Saturday, January 8, 2011

Nightly News: Lee Cowan Manipulates The Facts

It is appalling that the Nightly News producers, correspondents and anchors intentionally alter the facts of news stories in order to make the stories seem more compelling. On Tuesday, Lee Cowan reported the story of Cornelius Dupree who, according to Cowan, was released from prison after DNA evidence proved that he did not commit the crime of which he had been convicted. But that's not the way it actually happened. The truth is that Dupree was paroled last July--before the DNA evidence cleared him. So he was already a free man when he was exonerated. Cowan intentionally omitted that fact. He led us to believe that Dupree was released from prison after he was cleared of the crime because it made the story sound better. Obviously, Cowan and his producers believe that it is perfectly acceptable to manipulate the facts if it makes the story more compelling.

Actually, the deception began with Brian Williams's introduction to the story. Brian said, "A man convicted of a crime over thirty years ago was finally set free after new evidence proved beyond a shadow of a doubt that he had been doing time for a crime he never committed." Again, since Dupree was set free before the evidence proved his innocence, Brian (like Cowan) was manipulating the facts of the story to add emotional impact. I think it's safe to say that if this happens once, it happens repeatedly. How many other times have the Nightly News producers, correspondents and anchors intentionally played fast and loose with the truth?

And by the way, at the beginning of his story, Cowan told us that Dupree was "wrongly convicted of rape and robbery." That is not true. Dupree was sentenced to 75 years in prison for aggravated robbery with a deadly weapon. But he was never tried (and therefore never convicted) on the rape charge. Why couldn't Cowan get the facts straight?

Speaking of facts, Wednesday's Nightly News devoted 2:10 to the story of a homeless man who, because of his great voice, found work as a voice-over announcer. Let's forget the fact that this story has no news value and did not belong on a news broadcast. At the beginning of the story, a piece of video was credited to the "Columbus-Post Dispatch". There is no such newspaper. The newspaper is the Columbus Dispatch. (Moments later, a second Nightly News graphic correctly identified the paper. If they can get it right once, why can't they get it right twice?) And by the way, if such a newspaper did exist, it would be the "Columbus Post-Dispatch", not the "Columbus-Post Dispatch". Even when they fabricate the name of a non-existent newspaper, the Nightly News producers still can't figure out where to put the hyphen.

» **Work request A**: List every person named in the post about Nightly News.
» **Work request B**: Reproduce word for word the portion of the post about Nightly News starting with "Speaking of facts, Wednesday's" and going on through "put the hyphen.".

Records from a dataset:
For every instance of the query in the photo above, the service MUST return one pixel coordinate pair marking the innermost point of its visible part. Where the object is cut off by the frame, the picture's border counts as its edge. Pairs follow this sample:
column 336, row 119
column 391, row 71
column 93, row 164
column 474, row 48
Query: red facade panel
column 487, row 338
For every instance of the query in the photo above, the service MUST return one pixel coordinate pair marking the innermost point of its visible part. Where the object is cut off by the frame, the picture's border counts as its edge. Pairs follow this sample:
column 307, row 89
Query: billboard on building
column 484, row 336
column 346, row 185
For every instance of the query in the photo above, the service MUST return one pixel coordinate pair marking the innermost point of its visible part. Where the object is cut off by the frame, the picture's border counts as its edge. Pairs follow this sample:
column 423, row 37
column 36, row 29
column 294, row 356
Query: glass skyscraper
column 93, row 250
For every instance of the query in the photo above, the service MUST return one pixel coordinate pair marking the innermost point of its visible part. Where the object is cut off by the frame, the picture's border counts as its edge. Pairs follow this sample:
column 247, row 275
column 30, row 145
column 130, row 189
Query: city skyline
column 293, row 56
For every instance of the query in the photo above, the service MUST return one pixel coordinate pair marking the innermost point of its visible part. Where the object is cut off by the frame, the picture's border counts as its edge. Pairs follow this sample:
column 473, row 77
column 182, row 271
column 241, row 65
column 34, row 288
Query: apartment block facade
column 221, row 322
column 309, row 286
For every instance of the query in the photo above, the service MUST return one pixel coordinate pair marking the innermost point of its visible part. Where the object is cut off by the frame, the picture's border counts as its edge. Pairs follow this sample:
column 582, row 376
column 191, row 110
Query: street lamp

» **Answer box A**: Lee Cowan, Cornelius Dupree, Brian Williams

» **Answer box B**:
Speaking of facts, Wednesday's Nightly News devoted 2:10 to the story of a homeless man who, because of his great voice, found work as a voice-over announcer. Let's forget the fact that this story has no news value and did not belong on a news broadcast. At the beginning of the story, a piece of video was credited to the "Columbus-Post Dispatch". There is no such newspaper. The newspaper is the Columbus Dispatch. (Moments later, a second Nightly News graphic correctly identified the paper. If they can get it right once, why can't they get it right twice?) And by the way, if such a newspaper did exist, it would be the "Columbus Post-Dispatch", not the "Columbus-Post Dispatch". Even when they fabricate the name of a non-existent newspaper, the Nightly News producers still can't figure out where to put the hyphen.